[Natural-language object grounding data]
►

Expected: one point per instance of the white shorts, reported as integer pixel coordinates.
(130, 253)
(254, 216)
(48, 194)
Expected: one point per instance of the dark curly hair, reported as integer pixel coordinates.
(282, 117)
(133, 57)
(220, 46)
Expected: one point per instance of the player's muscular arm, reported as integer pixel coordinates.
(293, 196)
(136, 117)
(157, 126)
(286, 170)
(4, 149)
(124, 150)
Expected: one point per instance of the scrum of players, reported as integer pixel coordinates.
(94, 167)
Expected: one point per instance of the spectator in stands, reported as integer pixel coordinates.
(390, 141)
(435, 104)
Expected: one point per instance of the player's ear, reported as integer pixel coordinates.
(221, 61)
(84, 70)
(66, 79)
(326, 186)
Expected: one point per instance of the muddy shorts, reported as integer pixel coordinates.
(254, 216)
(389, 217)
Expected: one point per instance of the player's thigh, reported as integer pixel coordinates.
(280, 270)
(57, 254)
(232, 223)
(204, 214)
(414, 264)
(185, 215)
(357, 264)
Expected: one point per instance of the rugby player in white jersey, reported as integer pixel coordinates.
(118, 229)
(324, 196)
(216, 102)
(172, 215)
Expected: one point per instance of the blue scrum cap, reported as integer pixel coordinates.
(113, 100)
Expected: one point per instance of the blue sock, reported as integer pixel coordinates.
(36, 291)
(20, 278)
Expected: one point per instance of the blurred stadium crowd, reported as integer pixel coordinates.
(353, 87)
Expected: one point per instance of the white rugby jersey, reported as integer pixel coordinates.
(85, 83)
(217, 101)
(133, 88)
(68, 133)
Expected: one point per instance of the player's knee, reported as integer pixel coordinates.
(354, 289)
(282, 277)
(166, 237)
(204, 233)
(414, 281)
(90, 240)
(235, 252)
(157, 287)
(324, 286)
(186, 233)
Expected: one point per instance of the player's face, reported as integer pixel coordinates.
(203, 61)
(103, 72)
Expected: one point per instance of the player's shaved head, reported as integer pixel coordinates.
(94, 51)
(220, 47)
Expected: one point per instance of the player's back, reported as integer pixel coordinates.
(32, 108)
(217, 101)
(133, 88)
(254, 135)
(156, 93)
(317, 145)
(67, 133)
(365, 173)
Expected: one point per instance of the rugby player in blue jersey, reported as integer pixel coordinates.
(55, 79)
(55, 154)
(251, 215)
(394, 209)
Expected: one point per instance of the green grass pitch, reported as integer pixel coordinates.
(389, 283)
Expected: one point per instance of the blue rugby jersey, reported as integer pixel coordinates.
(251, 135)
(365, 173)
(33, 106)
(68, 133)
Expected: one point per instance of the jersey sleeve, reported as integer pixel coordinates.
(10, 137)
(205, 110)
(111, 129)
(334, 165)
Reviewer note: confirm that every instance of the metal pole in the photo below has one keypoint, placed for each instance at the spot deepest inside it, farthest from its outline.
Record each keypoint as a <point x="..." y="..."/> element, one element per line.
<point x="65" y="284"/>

◄
►

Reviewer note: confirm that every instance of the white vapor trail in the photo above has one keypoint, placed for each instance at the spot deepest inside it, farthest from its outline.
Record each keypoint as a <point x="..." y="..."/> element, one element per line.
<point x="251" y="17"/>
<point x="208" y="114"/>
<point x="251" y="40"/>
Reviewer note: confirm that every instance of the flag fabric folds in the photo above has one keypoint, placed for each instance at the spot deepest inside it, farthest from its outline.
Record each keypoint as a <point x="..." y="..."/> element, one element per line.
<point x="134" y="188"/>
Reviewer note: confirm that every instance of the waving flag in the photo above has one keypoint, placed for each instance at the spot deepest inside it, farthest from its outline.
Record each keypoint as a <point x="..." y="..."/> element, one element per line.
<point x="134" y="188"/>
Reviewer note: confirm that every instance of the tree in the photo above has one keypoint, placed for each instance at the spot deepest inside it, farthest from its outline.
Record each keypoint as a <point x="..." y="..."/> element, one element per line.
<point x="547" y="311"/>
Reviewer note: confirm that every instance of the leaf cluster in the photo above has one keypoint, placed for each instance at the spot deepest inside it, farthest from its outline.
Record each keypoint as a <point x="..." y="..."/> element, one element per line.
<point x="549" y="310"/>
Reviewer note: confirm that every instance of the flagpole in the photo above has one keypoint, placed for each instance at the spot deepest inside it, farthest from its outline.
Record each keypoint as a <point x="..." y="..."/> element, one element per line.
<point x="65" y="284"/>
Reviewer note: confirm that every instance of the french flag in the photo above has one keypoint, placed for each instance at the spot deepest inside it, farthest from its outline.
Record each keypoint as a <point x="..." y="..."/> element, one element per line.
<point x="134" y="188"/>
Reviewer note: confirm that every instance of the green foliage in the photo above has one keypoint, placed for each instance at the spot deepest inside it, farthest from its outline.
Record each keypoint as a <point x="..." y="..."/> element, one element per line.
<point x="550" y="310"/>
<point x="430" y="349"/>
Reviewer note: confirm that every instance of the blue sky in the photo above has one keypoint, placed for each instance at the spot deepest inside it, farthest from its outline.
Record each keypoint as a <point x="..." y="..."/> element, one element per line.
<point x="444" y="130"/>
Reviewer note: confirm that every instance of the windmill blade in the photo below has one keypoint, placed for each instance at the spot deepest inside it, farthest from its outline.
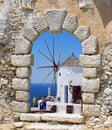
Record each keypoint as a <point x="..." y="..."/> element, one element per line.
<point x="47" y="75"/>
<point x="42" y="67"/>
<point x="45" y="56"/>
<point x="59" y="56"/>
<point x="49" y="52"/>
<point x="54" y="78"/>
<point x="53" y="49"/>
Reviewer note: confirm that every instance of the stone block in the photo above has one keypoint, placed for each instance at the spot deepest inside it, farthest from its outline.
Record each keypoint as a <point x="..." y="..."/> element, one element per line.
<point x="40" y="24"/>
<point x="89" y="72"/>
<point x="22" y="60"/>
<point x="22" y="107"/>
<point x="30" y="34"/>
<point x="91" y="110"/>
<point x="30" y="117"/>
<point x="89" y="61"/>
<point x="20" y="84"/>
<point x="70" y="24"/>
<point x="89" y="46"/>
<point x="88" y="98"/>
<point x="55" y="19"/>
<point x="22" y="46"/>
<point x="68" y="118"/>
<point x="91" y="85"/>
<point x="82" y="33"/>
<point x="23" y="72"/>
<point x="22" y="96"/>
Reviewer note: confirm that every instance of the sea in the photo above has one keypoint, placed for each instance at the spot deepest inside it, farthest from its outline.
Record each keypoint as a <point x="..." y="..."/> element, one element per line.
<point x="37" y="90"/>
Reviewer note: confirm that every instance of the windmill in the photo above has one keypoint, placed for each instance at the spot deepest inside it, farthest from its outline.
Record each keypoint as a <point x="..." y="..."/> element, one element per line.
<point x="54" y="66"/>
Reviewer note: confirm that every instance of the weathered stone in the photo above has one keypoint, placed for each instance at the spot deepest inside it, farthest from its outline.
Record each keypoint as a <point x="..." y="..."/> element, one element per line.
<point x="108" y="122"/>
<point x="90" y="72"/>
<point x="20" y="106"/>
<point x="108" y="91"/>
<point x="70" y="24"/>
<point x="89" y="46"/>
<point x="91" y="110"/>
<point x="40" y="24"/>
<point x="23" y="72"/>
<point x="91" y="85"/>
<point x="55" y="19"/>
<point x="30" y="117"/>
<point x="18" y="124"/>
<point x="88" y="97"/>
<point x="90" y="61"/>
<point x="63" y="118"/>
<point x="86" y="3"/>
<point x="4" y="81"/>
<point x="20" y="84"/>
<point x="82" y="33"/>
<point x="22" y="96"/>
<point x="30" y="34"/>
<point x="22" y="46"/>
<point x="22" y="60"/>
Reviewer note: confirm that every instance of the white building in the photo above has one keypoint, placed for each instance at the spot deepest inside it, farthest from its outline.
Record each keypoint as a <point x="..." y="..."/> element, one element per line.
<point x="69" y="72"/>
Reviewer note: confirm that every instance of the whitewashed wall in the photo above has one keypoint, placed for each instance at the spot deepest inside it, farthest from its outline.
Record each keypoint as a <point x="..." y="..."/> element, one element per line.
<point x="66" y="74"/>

◄

Of the lines above, copy each one that contains the word "stone".

Reviewer note: confirm that every instance of the stone block in the photo above has one keypoint, placed for each instance at the spot deepest inside it, farthest from its outline.
Reviewer note: confirm that every instance of the weathered stone in the photo above has one keypoint, placed for each instance at the spot deepest inside it, farthest from its outline.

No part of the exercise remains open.